◆ Datos guardados:
§ §

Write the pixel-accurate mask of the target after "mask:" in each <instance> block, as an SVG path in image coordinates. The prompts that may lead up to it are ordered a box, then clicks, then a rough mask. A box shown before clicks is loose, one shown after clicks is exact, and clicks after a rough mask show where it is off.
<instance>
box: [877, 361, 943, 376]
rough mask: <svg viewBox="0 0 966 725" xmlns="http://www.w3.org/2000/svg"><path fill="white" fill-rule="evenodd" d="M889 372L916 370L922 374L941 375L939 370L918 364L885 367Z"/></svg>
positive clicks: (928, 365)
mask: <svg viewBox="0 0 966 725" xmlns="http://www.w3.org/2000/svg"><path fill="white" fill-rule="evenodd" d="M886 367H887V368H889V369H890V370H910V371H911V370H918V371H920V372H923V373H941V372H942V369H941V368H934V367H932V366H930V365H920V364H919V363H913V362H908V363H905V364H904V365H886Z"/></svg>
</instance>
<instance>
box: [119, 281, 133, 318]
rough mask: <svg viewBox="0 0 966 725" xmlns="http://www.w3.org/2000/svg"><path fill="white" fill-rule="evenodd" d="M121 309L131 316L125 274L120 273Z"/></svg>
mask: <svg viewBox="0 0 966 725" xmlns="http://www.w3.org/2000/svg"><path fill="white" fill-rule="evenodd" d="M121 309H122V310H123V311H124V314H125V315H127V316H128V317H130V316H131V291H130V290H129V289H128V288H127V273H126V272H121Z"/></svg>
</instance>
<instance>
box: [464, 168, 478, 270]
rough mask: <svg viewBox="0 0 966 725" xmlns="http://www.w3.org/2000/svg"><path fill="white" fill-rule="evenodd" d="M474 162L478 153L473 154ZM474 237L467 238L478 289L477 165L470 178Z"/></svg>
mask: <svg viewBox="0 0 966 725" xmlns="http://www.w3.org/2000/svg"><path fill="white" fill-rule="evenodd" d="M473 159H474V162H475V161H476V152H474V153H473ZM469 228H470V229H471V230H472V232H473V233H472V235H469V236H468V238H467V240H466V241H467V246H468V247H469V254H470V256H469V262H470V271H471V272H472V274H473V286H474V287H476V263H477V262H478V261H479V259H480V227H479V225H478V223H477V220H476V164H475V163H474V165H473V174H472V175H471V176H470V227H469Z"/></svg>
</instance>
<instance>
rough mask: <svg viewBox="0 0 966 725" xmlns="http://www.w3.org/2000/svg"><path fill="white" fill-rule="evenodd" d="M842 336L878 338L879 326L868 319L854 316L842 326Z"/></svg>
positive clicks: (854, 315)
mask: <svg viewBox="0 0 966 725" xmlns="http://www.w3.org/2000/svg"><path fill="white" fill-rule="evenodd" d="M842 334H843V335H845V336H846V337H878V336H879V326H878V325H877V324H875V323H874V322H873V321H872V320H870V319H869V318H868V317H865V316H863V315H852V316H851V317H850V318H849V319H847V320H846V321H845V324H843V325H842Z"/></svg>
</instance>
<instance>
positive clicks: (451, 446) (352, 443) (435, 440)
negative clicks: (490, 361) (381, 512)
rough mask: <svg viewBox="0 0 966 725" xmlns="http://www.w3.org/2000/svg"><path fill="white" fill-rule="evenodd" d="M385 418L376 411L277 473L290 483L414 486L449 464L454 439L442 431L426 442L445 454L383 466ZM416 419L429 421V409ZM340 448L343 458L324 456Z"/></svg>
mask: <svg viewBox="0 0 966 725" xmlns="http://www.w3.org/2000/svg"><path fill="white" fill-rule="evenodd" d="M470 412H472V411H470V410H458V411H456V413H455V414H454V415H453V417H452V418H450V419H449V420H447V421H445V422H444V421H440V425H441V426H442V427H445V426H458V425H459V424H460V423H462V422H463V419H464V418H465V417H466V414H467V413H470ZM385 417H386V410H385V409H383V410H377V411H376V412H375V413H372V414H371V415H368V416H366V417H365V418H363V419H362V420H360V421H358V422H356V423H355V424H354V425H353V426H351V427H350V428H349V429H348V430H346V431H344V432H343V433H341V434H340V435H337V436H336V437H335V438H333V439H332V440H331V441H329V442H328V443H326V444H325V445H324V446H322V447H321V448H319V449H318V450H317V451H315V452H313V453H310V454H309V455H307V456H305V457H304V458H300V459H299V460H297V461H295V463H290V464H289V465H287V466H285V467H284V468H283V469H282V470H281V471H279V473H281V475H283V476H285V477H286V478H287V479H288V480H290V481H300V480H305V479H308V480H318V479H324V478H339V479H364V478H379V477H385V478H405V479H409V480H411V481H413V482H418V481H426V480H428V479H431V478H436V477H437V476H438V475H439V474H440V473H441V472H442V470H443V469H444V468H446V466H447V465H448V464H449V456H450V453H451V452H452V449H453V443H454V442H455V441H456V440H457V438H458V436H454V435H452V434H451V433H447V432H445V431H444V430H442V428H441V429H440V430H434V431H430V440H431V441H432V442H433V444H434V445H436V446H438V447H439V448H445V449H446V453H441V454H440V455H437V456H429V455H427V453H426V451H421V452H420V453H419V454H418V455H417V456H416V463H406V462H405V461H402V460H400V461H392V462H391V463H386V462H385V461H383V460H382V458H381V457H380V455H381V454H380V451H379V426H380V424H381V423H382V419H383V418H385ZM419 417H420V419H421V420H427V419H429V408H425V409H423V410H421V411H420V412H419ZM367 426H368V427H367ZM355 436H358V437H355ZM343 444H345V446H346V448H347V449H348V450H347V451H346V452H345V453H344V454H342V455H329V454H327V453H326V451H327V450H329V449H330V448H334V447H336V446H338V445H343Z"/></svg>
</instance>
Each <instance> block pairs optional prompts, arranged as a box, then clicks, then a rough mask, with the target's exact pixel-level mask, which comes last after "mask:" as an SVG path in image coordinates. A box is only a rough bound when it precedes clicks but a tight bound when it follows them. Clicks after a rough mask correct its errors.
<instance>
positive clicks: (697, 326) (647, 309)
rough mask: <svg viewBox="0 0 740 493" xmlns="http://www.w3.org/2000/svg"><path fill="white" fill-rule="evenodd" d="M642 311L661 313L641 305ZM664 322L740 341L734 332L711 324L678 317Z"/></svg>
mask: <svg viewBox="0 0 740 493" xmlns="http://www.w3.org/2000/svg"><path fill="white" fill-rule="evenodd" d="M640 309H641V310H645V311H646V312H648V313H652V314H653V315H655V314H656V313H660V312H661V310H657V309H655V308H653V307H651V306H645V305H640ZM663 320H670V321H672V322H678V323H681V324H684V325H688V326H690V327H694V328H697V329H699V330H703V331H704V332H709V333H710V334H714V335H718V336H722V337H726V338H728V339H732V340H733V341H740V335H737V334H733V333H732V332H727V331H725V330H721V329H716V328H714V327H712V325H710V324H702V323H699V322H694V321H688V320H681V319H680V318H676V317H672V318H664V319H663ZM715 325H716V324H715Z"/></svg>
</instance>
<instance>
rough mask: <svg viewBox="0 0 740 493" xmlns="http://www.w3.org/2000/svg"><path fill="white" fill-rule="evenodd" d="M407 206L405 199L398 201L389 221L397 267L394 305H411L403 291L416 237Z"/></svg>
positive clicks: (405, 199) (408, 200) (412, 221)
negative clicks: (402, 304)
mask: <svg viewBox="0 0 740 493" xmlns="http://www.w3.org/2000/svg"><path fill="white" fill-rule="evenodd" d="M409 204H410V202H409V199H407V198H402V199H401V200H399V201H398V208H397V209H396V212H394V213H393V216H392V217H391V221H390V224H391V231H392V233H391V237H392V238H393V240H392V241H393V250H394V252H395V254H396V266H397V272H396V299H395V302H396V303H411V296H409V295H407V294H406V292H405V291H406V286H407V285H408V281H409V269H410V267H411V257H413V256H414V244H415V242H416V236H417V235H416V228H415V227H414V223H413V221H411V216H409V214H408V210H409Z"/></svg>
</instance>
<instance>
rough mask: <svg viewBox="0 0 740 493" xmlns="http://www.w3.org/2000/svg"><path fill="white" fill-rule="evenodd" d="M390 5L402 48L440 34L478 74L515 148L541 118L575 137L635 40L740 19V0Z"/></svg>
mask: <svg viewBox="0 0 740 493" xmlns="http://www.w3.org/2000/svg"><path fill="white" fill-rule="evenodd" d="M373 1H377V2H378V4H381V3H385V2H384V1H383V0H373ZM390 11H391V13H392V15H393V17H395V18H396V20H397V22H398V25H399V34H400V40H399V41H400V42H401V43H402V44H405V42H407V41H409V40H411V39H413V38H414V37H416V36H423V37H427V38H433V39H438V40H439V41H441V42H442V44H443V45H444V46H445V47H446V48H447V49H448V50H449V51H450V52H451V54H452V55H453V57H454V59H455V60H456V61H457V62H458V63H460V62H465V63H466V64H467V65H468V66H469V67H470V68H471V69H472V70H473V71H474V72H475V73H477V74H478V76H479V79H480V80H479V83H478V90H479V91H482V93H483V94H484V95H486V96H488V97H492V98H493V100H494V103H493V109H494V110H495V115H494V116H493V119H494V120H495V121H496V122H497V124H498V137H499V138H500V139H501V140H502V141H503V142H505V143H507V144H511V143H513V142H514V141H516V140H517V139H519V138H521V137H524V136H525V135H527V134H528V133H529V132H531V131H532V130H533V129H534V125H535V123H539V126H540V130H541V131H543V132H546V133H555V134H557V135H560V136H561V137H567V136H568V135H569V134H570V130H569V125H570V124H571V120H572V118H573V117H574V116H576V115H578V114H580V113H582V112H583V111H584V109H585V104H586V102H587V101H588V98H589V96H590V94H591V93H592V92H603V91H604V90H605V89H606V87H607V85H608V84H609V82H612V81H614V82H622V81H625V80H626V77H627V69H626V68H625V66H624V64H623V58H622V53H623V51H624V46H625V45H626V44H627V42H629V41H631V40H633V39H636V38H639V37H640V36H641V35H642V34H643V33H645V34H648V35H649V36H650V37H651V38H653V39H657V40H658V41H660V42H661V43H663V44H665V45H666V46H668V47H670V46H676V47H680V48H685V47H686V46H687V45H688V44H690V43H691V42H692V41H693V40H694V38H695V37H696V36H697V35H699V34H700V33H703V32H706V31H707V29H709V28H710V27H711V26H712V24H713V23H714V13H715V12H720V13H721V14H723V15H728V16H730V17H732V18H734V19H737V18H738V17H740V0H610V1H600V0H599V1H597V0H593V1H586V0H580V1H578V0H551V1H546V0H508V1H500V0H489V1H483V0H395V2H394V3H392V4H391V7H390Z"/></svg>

§ §

◆ Objetivo del ejercicio: Renombra "rough mask" como "coarse mask" en el tramo del material que va desde el principio hasta la línea que contiene "positive clicks: (928, 365)", esa línea incluida. Reproduce ese tramo sin ningún otro cambio.

◆ Solución del ejercicio:
Write the pixel-accurate mask of the target after "mask:" in each <instance> block, as an SVG path in image coordinates. The prompts that may lead up to it are ordered a box, then clicks, then a coarse mask. A box shown before clicks is loose, one shown after clicks is exact, and clicks after a coarse mask show where it is off.
<instance>
box: [877, 361, 943, 376]
coarse mask: <svg viewBox="0 0 966 725" xmlns="http://www.w3.org/2000/svg"><path fill="white" fill-rule="evenodd" d="M889 372L916 370L922 374L941 375L939 370L918 364L885 367Z"/></svg>
positive clicks: (928, 365)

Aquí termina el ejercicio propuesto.